**INSTRUCTIONS TO FOLLOW**.
Search the data for the string "pair" and extract every line where it appears.

**DATA RECORDS**.

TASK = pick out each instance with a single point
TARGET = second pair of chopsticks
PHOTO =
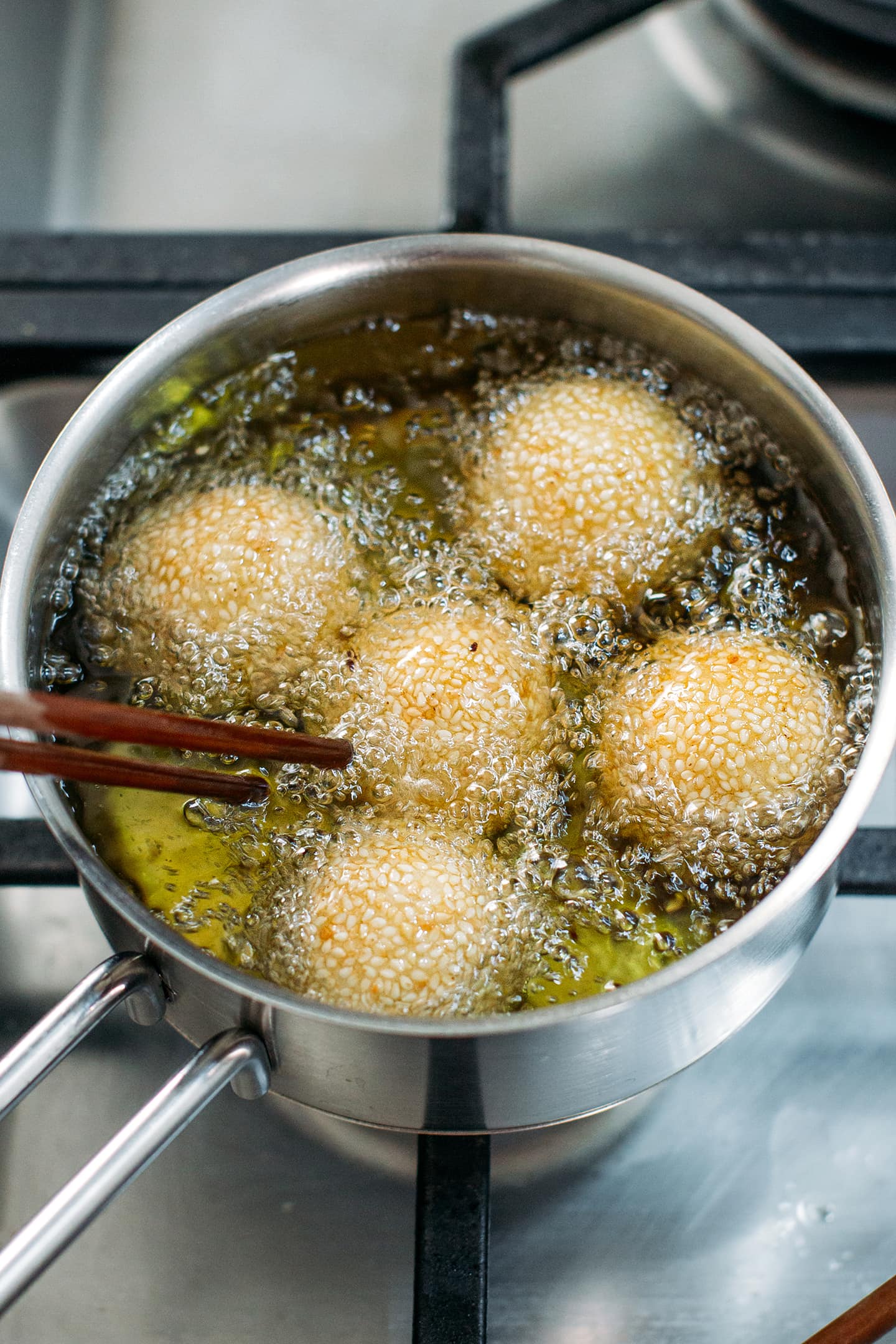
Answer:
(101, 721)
==
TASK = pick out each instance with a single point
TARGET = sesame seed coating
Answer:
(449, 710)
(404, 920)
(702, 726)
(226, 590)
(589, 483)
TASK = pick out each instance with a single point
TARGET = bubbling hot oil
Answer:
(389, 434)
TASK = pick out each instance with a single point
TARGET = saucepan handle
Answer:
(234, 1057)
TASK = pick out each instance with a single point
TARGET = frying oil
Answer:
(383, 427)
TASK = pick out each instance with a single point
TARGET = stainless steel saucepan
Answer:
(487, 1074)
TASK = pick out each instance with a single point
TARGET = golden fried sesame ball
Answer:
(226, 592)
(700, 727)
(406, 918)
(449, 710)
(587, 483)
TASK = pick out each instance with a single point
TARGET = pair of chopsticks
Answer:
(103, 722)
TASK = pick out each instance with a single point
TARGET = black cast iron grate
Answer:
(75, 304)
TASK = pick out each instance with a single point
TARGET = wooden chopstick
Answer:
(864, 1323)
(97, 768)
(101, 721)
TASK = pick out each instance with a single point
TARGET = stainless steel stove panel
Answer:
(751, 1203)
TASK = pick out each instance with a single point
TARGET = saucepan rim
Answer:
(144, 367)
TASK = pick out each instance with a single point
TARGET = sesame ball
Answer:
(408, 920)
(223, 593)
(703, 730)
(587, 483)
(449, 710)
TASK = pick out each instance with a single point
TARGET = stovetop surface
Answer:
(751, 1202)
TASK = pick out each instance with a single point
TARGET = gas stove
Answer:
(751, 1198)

**YOUR RESPONSE**.
TARGET = second pair of chopsticks
TARGET = pair of chopsticks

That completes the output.